| Document section |
[Start of section]
New Orleans mayor Ray Nagin hit the nail on the head about Bush's belated promise to send 40,000 troops into his city. "Don't tell me 40,000 people are coming here. They're not here. It's too doggone late. Now get off your asses and do something."
Tens of thousands of New Orleans residents -- those mostly too poor to have been able to evacuate the city -- were herded into mass structures like the Superdome and Convention Center, locked inside, and then no government agency provided food, water, medicine, sanitation care, removal of the dead, etc. Those who wanted to leave those horrific shelters and cross over a bridge to dry land were prohibited by armed troops from doing so.
Many of those residents complained that the thousands of citizens there were treated worse than dogs in a kennel. It was a circle out of Dante's Inferno. Indeed, so atrociously were the victims treated in those facilities that even right-wing Fox News reporters Skip Shepard and Geraldo Rivera were appalled on the air, just trying to get viewers to understand the enormity of the hell-on-earth scenes they were witnessing. Rivera was crying and screaming to "let these people walk out of here...just let them leave." (You've got to see this powerful video ( www.crooksandliars.com/2005/09/02.html ) of Shepard and Rivera live on air -- reality-TV at its best.)
The fact that the great majority of those seeking refuge and rescue were African-American, and that no help came in the first five or six days, spoke volumes about the "compassionate conservatism" supposedly animating Bush's administration. Try to imagine how fast the federal government would have mobilized to reach an upper-class compound filled with thousands of well-do-do white people, with access and influence. You get the picture.
Speaking of pictures, two comments:
1. Bush flew into New Orleans to have his picture taken for public-relations purposes. At one location, he spoke at a "food-distribution" point, which disappeared shortly after the photo-op. It was a set! Various other photo ops likewise were organized that were equally as unreal. For more, see "The Potemkin Photo Op" ( http://www.blah3.com/article.php?story=20050903214041794 )
2. No doubt you've seen the way two virtually identical photos of hurricane survivors were captioned in local newspapers. In one, a white man, up to his chest in water, with some groceries in his hands: "...found food at a local market." In another, same scenario, but a young black man: "...looted food from a supermarket." Both were trying to survive and bring some form of sustenance back to their children and families. One "found" food, the other "looted" food.
Interestingly, when after Baghdad fell, we saw the video pictures of Iraqis looting stores and museums and such, Defense Secretary Rumsfeld said:
"Freedom's untidy, and free people are free to make mistakes and commit crimes and do bad things". . . Looting, he added, was not uncommon for countries that experience significant social upheaval. "Stuff happens."
Now the governor of Louisiana is talking about "shoot-to-kill" orders against those who, facing starvation from a non-caring government, are taking food from abandoned, flooded-out grocery stores. And right-wing, let-them-eat-cake pundits blame the mostly black, poverty-stricken residents for "choosing" not to evacuate New Orleans, as if these cashless folks should just have jumped in their non-existent cars or boats and headed out of town. Of course, FEMA or the military could have supplied the buses and trucks and trains to take out the trapped, but apparently there were no such contingency plans and/or nobody with any brains was in charge to get the mass evacuation organized.
[End of section]
| Your objective |
Return the passage of the commentary on the government response to the New Orleans hurricane, starting with "Many of those" and going on through "at its best.)", copied word for word.

| Data |
[Start of section]
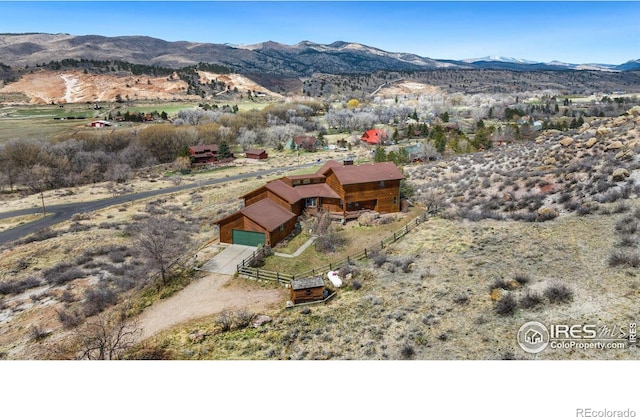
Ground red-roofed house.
[215,161,404,246]
[360,129,389,145]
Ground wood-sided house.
[245,149,269,159]
[215,161,404,246]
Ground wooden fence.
[236,212,435,285]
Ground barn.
[216,198,298,246]
[215,161,404,247]
[290,277,324,304]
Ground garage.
[231,229,265,246]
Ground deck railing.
[237,211,435,285]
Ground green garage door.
[231,229,264,246]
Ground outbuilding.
[245,149,269,159]
[291,277,324,304]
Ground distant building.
[245,149,269,159]
[360,129,389,145]
[91,120,111,127]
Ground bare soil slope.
[0,71,279,104]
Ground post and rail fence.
[236,210,437,285]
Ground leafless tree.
[75,309,142,360]
[237,126,258,151]
[132,215,191,284]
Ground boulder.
[615,149,635,159]
[611,168,630,181]
[491,288,508,301]
[596,126,613,137]
[605,140,624,151]
[560,136,573,148]
[251,315,271,327]
[585,138,598,149]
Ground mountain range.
[0,33,640,76]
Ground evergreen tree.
[373,145,387,162]
[218,141,231,159]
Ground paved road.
[0,162,318,245]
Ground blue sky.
[0,1,640,64]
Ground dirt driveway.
[138,273,287,341]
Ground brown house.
[290,277,324,304]
[218,199,298,246]
[215,161,404,246]
[245,149,269,159]
[189,145,218,165]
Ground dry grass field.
[0,108,640,360]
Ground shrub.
[371,252,388,268]
[233,309,256,329]
[513,272,531,285]
[453,294,469,305]
[489,278,511,292]
[215,308,233,332]
[496,294,518,316]
[29,325,50,341]
[315,230,346,253]
[83,285,118,317]
[392,255,415,274]
[56,310,84,329]
[42,262,85,285]
[0,277,41,295]
[520,291,542,308]
[400,345,416,359]
[608,251,640,268]
[544,282,573,304]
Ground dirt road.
[138,274,287,341]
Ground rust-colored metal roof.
[189,145,218,153]
[294,184,340,198]
[316,159,343,176]
[240,198,297,232]
[264,180,300,204]
[330,162,404,185]
[291,277,324,291]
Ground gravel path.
[138,274,287,341]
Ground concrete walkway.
[202,245,256,275]
[273,236,318,258]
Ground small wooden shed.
[291,277,324,304]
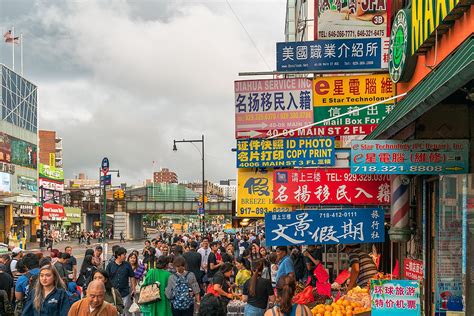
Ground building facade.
[0,64,39,245]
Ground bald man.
[68,280,118,316]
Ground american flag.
[3,30,20,44]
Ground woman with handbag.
[138,256,172,316]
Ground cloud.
[0,1,284,183]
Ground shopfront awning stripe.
[365,36,474,139]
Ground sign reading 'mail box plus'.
[273,168,391,205]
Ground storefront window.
[434,174,474,315]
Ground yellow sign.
[313,74,395,106]
[49,153,56,167]
[236,169,291,217]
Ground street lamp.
[173,135,206,235]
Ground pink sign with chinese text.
[273,168,391,205]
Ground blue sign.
[100,174,112,185]
[237,137,336,168]
[265,208,385,246]
[101,157,110,174]
[350,139,469,174]
[370,280,421,316]
[277,38,389,73]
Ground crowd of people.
[0,233,372,316]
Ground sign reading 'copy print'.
[234,78,313,138]
[370,280,421,316]
[351,139,469,174]
[237,137,335,168]
[265,208,385,246]
[236,169,291,217]
[277,38,390,73]
[273,168,391,205]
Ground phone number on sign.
[353,165,443,172]
[239,207,291,215]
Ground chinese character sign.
[265,208,385,246]
[234,78,313,138]
[370,280,421,316]
[314,0,390,39]
[236,169,291,217]
[273,168,391,205]
[277,38,390,73]
[237,137,335,168]
[350,139,469,174]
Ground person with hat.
[342,244,378,291]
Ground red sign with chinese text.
[273,168,391,205]
[403,258,423,280]
[43,203,66,221]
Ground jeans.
[244,303,265,316]
[171,305,194,316]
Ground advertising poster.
[350,139,469,174]
[236,169,291,217]
[370,280,421,316]
[10,137,37,169]
[234,78,313,138]
[237,137,335,168]
[314,0,390,39]
[276,38,390,73]
[265,208,385,247]
[273,168,391,205]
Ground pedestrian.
[275,246,295,283]
[68,281,118,316]
[140,256,172,316]
[342,244,378,291]
[91,269,125,315]
[106,247,136,314]
[242,259,275,316]
[165,256,200,316]
[22,265,71,316]
[64,246,77,282]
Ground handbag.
[138,282,161,304]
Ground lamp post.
[173,135,206,235]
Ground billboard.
[277,38,390,73]
[314,0,390,39]
[236,169,291,217]
[237,137,335,168]
[350,139,469,174]
[273,168,391,205]
[265,208,385,247]
[234,78,313,138]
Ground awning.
[365,36,474,140]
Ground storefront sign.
[17,176,38,193]
[273,168,391,205]
[242,124,377,138]
[370,280,421,316]
[43,203,66,221]
[314,0,390,39]
[39,179,64,191]
[38,163,64,181]
[236,169,291,217]
[277,38,389,73]
[13,204,36,218]
[313,74,395,106]
[234,78,313,138]
[265,208,385,247]
[351,139,469,174]
[403,258,423,281]
[237,137,335,168]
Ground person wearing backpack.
[15,253,40,315]
[165,256,200,316]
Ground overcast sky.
[0,0,286,184]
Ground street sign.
[101,157,110,175]
[100,174,112,185]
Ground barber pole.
[389,175,410,242]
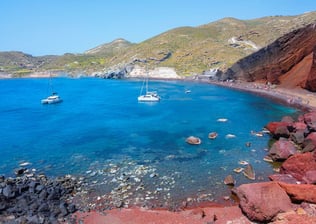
[End of section]
| Task response |
Many of those residents complained that the thousands of citizens there were treated worse than dogs in a kennel. It was a circle out of Dante's Inferno. Indeed, so atrociously were the victims treated in those facilities that even right-wing Fox News reporters Skip Shepard and Geraldo Rivera were appalled on the air, just trying to get viewers to understand the enormity of the hell-on-earth scenes they were witnessing. Rivera was crying and screaming to "let these people walk out of here...just let them leave." (You've got to see this powerful video ( www.crooksandliars.com/2005/09/02.html ) of Shepard and Rivera live on air -- reality-TV at its best.)